For these early chapters, I searched for and found new perspectives on human behavior that would enrich the discourse that traditionally fills our customer/consumer behavior textbooks. The Homo Prospectus approach seemed to fill that need effectively. It incorporates a view of human decisions and actions as being the result of a mental preparedness to act, and in focusing on mental simulations as mental preparation it provides a significant role for new customer technology environments or CTEs. The feeling of wonderment I felt in CTEs, naturally, led me to search for work on wonderment and to the work on it in the emerging field of Magic Science. Both Homo Prospectus and Magic Science play significant roles in this book. I thank the scholars who are making this knowledge available to us.

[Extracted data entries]
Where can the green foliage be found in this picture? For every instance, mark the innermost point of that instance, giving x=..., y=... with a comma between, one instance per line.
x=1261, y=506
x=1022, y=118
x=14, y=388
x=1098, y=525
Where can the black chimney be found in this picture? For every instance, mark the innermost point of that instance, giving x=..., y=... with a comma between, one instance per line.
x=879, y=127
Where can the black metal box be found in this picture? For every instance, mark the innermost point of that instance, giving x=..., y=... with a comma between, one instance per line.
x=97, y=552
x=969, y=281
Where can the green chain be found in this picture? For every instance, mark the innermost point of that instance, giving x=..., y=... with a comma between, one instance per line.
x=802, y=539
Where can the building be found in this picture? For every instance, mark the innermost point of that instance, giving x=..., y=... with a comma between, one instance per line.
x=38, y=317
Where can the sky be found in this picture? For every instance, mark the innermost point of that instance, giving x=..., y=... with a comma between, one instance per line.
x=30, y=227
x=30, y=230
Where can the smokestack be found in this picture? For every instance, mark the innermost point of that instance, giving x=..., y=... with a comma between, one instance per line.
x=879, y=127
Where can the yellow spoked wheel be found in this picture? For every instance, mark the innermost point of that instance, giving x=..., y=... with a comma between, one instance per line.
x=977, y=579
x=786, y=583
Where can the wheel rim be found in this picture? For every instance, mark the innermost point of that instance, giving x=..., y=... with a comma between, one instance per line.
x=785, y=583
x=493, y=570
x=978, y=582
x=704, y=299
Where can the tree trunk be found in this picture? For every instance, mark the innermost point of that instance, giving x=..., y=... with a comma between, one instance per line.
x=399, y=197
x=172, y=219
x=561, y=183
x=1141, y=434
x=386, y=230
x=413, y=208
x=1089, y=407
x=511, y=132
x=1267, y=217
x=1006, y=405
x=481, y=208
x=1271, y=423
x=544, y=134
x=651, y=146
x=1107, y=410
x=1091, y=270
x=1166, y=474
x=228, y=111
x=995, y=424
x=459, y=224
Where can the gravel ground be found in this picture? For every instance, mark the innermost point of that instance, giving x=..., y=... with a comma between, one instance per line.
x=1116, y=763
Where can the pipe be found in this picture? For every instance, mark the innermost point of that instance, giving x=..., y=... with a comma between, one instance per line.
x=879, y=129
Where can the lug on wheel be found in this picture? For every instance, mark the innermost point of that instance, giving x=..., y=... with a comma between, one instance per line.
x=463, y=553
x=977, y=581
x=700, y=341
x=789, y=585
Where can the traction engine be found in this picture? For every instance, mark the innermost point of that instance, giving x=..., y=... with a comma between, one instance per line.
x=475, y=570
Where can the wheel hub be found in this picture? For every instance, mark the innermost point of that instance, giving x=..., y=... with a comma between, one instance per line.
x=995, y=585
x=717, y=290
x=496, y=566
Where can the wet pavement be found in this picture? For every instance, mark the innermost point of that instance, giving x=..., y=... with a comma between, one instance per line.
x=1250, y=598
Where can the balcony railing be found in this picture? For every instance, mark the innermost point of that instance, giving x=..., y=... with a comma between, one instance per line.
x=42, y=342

> Problem details: What is the Spanish translation of "Both Homo Prospectus and Magic Science play significant roles in this book." from the passage on human behavior?

> Answer to this exercise: Tanto Homo Prospectus como Magic Science desempeñan papeles significativos en este libro.